====== Material shown

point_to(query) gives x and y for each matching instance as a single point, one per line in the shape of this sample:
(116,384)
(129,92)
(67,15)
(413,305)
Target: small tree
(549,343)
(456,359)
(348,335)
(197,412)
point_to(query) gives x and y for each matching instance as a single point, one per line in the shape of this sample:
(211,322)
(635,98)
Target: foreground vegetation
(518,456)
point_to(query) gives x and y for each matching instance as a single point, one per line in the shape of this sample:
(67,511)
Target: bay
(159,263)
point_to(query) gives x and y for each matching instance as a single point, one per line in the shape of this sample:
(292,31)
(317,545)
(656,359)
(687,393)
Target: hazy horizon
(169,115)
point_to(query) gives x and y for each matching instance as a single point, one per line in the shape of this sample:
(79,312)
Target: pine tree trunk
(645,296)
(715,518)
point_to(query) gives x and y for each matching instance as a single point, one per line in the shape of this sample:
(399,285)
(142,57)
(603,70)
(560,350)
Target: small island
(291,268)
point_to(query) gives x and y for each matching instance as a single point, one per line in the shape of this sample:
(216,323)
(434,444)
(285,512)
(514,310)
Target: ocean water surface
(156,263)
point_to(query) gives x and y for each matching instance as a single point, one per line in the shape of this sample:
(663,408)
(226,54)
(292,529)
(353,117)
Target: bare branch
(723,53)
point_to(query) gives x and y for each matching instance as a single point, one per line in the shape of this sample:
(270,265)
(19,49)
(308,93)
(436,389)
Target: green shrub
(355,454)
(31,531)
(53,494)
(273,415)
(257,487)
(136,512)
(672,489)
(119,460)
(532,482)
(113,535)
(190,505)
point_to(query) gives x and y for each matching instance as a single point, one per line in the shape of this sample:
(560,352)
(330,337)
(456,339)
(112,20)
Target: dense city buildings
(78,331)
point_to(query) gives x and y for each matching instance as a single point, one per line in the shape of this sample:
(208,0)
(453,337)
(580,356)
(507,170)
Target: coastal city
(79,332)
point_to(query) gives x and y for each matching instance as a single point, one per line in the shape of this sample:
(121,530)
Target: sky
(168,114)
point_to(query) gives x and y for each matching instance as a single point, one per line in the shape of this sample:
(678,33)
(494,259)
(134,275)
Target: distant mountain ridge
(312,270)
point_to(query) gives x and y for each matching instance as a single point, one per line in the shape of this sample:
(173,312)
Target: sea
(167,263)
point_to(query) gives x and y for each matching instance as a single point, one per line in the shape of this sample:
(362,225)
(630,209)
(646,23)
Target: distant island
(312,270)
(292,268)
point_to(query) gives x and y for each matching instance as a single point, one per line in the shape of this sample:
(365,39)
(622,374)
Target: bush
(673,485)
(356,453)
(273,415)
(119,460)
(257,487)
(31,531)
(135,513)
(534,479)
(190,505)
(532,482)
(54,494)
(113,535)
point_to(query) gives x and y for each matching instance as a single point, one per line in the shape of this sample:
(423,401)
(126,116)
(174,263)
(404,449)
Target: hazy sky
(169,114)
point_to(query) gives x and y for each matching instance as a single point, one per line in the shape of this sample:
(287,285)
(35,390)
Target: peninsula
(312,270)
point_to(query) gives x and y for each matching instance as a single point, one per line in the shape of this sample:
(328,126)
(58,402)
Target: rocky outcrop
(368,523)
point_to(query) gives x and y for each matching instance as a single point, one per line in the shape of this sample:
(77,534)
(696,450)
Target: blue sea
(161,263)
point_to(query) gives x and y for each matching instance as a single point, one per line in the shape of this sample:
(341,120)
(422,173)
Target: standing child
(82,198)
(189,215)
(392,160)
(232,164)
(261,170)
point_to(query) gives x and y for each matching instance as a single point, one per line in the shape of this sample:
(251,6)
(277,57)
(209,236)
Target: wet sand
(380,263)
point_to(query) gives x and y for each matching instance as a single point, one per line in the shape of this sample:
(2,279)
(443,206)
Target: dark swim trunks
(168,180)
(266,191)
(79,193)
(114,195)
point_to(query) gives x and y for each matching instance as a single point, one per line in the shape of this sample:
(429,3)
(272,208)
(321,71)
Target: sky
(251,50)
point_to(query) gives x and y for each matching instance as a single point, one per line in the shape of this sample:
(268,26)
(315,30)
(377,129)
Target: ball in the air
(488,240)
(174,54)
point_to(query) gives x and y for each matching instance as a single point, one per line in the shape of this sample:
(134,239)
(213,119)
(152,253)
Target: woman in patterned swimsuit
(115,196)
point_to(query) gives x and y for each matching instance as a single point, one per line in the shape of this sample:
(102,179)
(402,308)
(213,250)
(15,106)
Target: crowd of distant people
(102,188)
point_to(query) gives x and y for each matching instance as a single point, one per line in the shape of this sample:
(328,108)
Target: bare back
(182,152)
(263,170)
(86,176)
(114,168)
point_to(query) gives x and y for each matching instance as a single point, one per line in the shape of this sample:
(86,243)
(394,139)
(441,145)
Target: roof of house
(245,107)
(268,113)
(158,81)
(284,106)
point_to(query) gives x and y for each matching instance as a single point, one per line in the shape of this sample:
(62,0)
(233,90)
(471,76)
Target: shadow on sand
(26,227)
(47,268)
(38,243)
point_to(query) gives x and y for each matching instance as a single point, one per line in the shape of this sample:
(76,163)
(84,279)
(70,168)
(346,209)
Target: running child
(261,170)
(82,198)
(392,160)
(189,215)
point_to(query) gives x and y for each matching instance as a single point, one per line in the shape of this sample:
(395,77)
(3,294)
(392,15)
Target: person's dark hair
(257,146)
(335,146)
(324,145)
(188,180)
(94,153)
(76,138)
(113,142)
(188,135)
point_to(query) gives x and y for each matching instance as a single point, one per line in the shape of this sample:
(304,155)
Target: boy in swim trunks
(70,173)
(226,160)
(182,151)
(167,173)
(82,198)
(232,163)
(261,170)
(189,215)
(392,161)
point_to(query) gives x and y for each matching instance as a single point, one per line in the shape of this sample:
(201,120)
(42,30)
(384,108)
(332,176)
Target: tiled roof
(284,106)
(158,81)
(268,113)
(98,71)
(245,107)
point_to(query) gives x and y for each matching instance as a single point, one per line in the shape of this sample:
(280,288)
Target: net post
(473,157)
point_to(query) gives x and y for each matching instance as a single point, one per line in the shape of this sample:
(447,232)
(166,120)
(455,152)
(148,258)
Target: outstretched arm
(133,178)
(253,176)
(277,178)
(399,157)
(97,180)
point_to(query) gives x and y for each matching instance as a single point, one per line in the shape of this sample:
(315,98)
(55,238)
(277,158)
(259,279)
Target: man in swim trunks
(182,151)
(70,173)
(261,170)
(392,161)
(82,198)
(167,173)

============

§ **Direction**
Reproduce the listing above verbatim, from first line to last.

§ **Written reply**
point_to(query) gives x and y for each matching instance as a single point, one per line in the shape of this sample:
(116,384)
(129,92)
(67,15)
(413,305)
Target: small tree
(549,343)
(456,359)
(348,335)
(197,412)
point_to(query) gives x and y for each matching instance as a single point, one per line in the shape of this sample:
(211,322)
(635,98)
Target: foreground vegetation
(518,456)
point_to(query) gives x and y for each matching instance as a single point, one per line in the shape of this sample:
(67,511)
Target: bay
(159,263)
point_to(query) gives x and y for each matching instance as a single point, one per line in the shape of this sample:
(292,31)
(317,545)
(656,359)
(687,393)
Target: hazy horizon
(169,115)
point_to(query) gives x and y for each matching instance as a single point, one per line in the shape of this sample:
(79,312)
Target: pine tree trunk
(645,296)
(715,518)
point_to(query) gives x and y for each matching instance as a single point, one per line in the shape of this sample:
(399,285)
(142,57)
(603,70)
(560,350)
Target: small island
(291,268)
point_to(query) gives x and y for each matching instance as a single point, one per line in the shape of this sample:
(216,323)
(434,444)
(285,512)
(514,310)
Target: ocean water surface
(156,263)
point_to(query) gives x and y for each matching instance as a single point, one per line in the shape of this sample:
(663,408)
(226,54)
(292,529)
(353,117)
Target: bare branch
(723,53)
point_to(query) gives x and y for each matching instance as a single point, one per line in the shape of this sample:
(270,265)
(19,49)
(308,93)
(436,389)
Target: green shrub
(355,454)
(31,531)
(53,494)
(273,415)
(257,487)
(136,512)
(672,489)
(119,460)
(532,482)
(113,535)
(190,505)
point_to(query) gives x and y for each matching instance as a single point, one per line in the shape of this sample:
(560,352)
(330,337)
(456,339)
(112,20)
Target: dense city buildings
(78,331)
point_to(query) gives x and y for each matching instance as a single point, one per line in the shape of this sample:
(208,0)
(453,337)
(580,356)
(507,170)
Target: coastal city
(79,332)
point_to(query) gives x and y for each matching instance as a single point, one per line in the shape of this sample:
(121,530)
Target: sky
(168,114)
point_to(query) gives x and y for each matching instance as a single point, one per line in the shape of this sample:
(678,33)
(494,259)
(134,275)
Target: distant mountain ridge
(312,270)
point_to(query) gives x and y for each matching instance as a single point, one per line in the shape of this sample:
(173,312)
Target: sea
(167,263)
point_to(query) gives x and y for each matching instance as a single point, one per line in the shape of this sample:
(362,225)
(630,209)
(646,23)
Target: distant island
(312,270)
(292,268)
point_to(query) gives x and y for each matching instance as a single point, one per line in the shape of this sample:
(365,39)
(622,374)
Target: bush
(673,485)
(356,453)
(273,415)
(119,460)
(257,487)
(31,531)
(135,513)
(534,479)
(190,505)
(532,482)
(54,494)
(113,535)
point_to(query) gives x and y for each matching instance as a single point, one per line in the shape of this sample:
(423,401)
(126,116)
(174,263)
(404,449)
Target: hazy sky
(169,114)
point_to(query) gives x and y for each matching instance as a single point, one per line in the shape of this sample:
(287,285)
(35,390)
Target: peninsula
(312,270)
point_to(query) gives x and y for each matching instance as a single point, one per line in the shape of this sample:
(328,126)
(58,402)
Target: rocky outcrop
(368,523)
point_to(query) gives x and y for each matching instance as a single point, one per line in the shape of this sample:
(77,534)
(696,450)
Target: blue sea
(161,263)
point_to(query) gives x and y for each matching instance as a single point, one per line in the shape of this sample:
(341,120)
(422,173)
Target: standing child
(82,198)
(189,215)
(392,160)
(232,164)
(261,170)
point_to(query) gives x and y for each matching instance as a single point, one per line in the shape of this sample:
(251,6)
(277,57)
(209,236)
Target: wet sand
(380,263)
point_to(query) gives x and y for each matching instance as a single point, one per line in the shape of this sample:
(2,279)
(443,206)
Target: dark swim trunks
(168,180)
(266,191)
(79,193)
(114,195)
point_to(query) gives x and y for each matching instance as a single point, one per line in the shape of this sample:
(429,3)
(272,208)
(321,71)
Target: sky
(251,50)
point_to(query) gives x and y for each matching instance as a single point, one per line in the shape of this sample:
(268,26)
(315,30)
(377,129)
Target: ball in the air
(488,240)
(174,54)
point_to(query) gives x and y for each matching instance as a single point, one per line in the shape of this sample:
(134,239)
(213,119)
(152,253)
Target: woman in patterned swimsuit
(115,196)
point_to(query) gives x and y for each matching instance as a single point, one per line in the shape of this sample:
(102,179)
(402,308)
(213,250)
(15,106)
Target: crowd of distant people
(102,188)
point_to(query) gives x and y for each matching instance as a single point, one per line in the shape of this sample:
(328,108)
Target: bare back
(182,152)
(263,170)
(86,176)
(114,168)
point_to(query) gives x and y for each matching instance as a single point, one per line in the shape of this sample:
(86,243)
(394,139)
(441,145)
Target: roof of house
(245,107)
(268,113)
(158,81)
(284,106)
point_to(query) gives x and y for each matching instance as a single point, one per line in the shape of this sample:
(62,0)
(233,90)
(471,76)
Target: shadow on sand
(26,227)
(47,268)
(38,243)
point_to(query) gives x and y for each matching instance as a single point, one per line in the shape of this sample:
(76,163)
(84,279)
(70,168)
(346,209)
Target: running child
(261,170)
(82,198)
(392,160)
(189,215)
point_to(query) gives x and y for each matching instance as a single point, one per line in the shape of this sample:
(395,77)
(3,294)
(392,15)
Target: person's dark hair
(257,146)
(335,146)
(324,145)
(188,180)
(94,153)
(76,138)
(113,142)
(188,135)
point_to(query) gives x and y for each matching instance as a single point, one per line in the shape of this sample:
(304,155)
Target: boy in swim trunks
(70,173)
(226,160)
(182,151)
(167,173)
(82,198)
(232,163)
(261,170)
(189,215)
(392,161)
point_to(query) gives x and y for each matching instance as a single point, one per line in the shape of this sample:
(201,120)
(42,30)
(384,108)
(332,176)
Target: tiled roof
(284,106)
(158,81)
(268,113)
(98,71)
(245,107)
point_to(query) gives x and y for each matching instance as a single point, one per line in the shape of this sample:
(280,288)
Target: net post
(473,157)
point_to(query) gives x and y for each matching instance as a single point, one per line in the shape of this sample:
(447,232)
(166,120)
(455,152)
(148,258)
Target: outstretched arm
(133,178)
(253,176)
(277,178)
(399,157)
(97,180)
point_to(query) gives x and y for each matching instance as a single point, one per line in the shape of this sample:
(315,98)
(55,238)
(277,158)
(259,279)
Target: man in swim trunks
(182,151)
(70,173)
(261,170)
(392,161)
(82,198)
(167,173)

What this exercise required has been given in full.